Written exercise:
Gather every line in the records below that contains the string "woman" and copy each one out in full.

Extracted records:
────────────────────
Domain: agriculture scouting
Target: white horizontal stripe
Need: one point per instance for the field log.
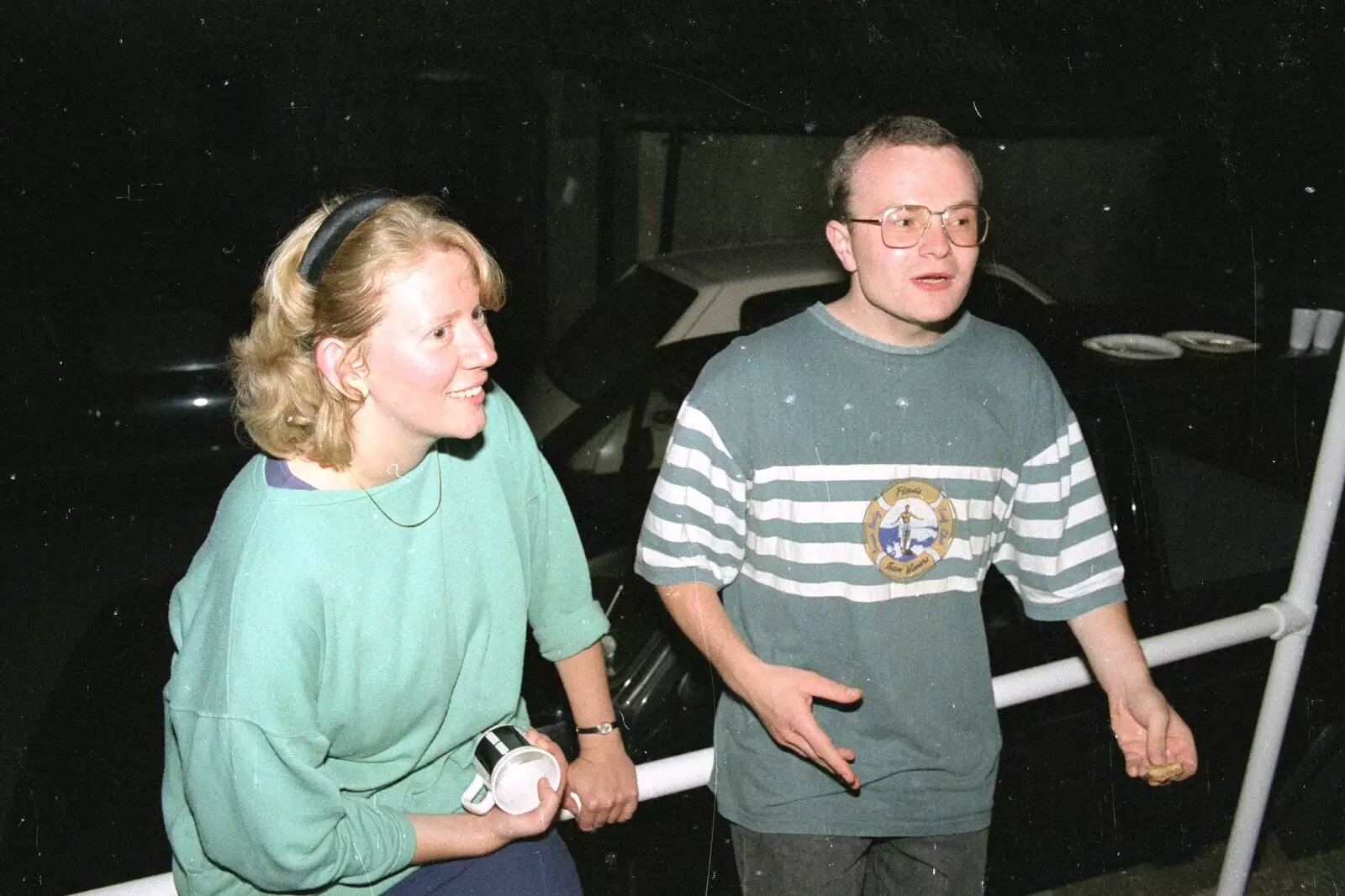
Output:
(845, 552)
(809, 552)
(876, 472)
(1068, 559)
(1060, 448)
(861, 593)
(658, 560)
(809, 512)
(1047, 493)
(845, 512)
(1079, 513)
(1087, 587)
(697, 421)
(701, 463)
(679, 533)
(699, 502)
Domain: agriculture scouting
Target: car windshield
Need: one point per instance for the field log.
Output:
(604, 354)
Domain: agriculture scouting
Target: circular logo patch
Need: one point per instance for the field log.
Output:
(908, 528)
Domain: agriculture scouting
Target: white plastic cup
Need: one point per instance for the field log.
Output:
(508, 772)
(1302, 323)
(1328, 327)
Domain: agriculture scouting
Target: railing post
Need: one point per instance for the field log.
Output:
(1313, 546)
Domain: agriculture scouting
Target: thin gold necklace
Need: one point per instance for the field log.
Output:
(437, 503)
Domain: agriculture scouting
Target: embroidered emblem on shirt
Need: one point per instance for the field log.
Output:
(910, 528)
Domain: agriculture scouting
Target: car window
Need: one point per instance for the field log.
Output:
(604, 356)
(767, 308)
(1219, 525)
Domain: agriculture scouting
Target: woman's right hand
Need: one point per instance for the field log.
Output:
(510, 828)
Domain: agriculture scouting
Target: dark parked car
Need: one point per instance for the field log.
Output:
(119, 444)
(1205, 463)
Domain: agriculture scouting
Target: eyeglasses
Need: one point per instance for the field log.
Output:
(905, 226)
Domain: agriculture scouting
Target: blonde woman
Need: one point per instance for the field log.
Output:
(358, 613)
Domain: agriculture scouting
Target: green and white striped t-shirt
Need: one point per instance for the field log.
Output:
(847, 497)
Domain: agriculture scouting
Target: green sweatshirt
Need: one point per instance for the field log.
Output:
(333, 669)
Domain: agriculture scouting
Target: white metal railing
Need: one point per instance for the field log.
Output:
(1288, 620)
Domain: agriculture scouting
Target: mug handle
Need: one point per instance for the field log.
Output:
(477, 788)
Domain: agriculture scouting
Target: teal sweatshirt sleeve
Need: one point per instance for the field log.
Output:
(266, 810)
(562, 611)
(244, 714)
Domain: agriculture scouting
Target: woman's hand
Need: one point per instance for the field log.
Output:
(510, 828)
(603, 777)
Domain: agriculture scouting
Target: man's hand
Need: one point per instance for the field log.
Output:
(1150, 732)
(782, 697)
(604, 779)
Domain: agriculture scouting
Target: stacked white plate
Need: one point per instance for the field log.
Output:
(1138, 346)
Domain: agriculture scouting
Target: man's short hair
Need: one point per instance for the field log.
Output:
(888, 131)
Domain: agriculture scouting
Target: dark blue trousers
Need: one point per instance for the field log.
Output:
────────────────────
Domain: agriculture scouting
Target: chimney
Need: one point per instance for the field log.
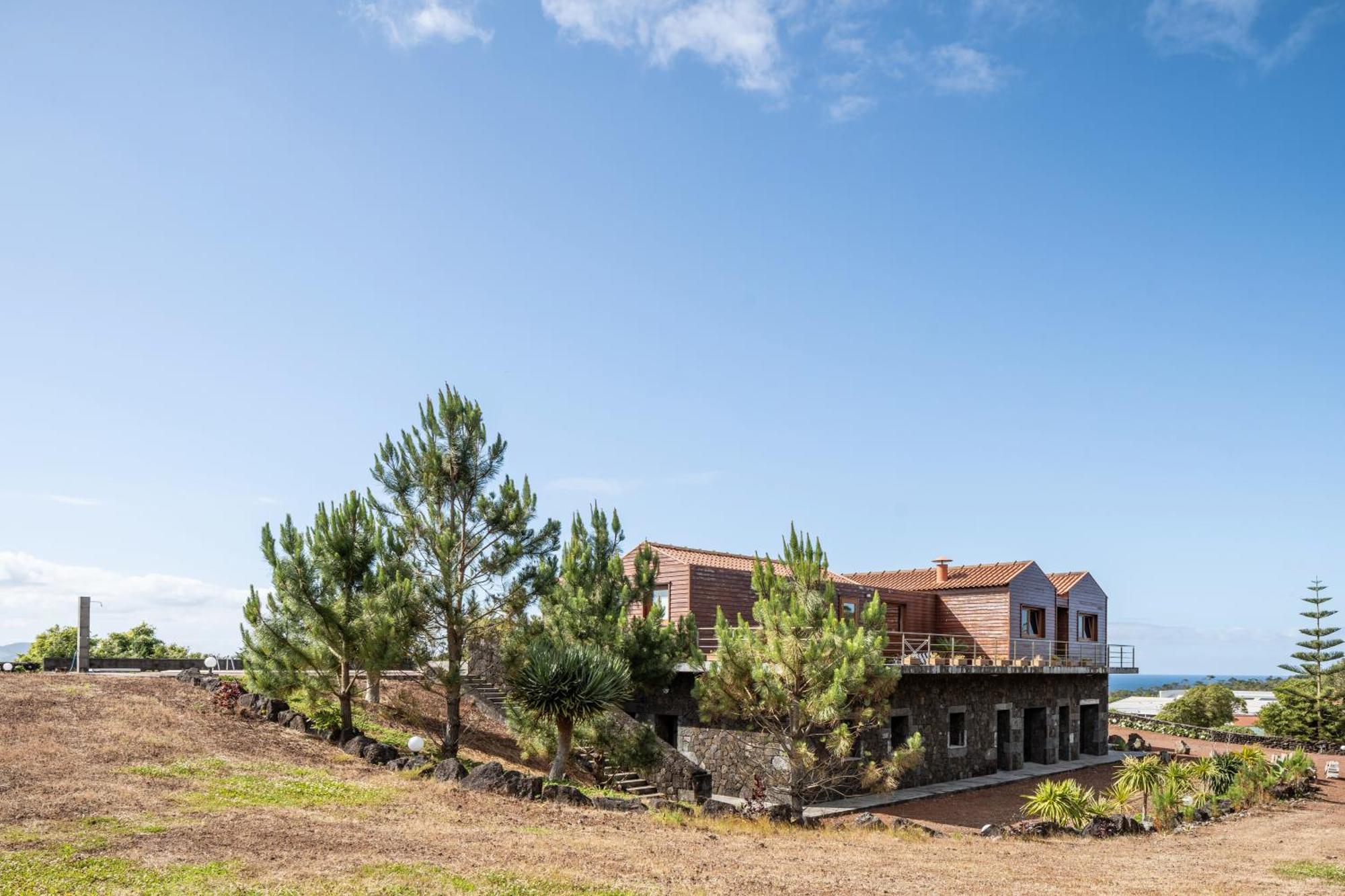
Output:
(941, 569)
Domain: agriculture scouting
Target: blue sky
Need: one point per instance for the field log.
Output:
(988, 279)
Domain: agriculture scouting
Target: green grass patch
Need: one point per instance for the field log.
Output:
────────────────────
Result of the exercise:
Target: woman's right hand
Target: blonde woman
Target: woman's hand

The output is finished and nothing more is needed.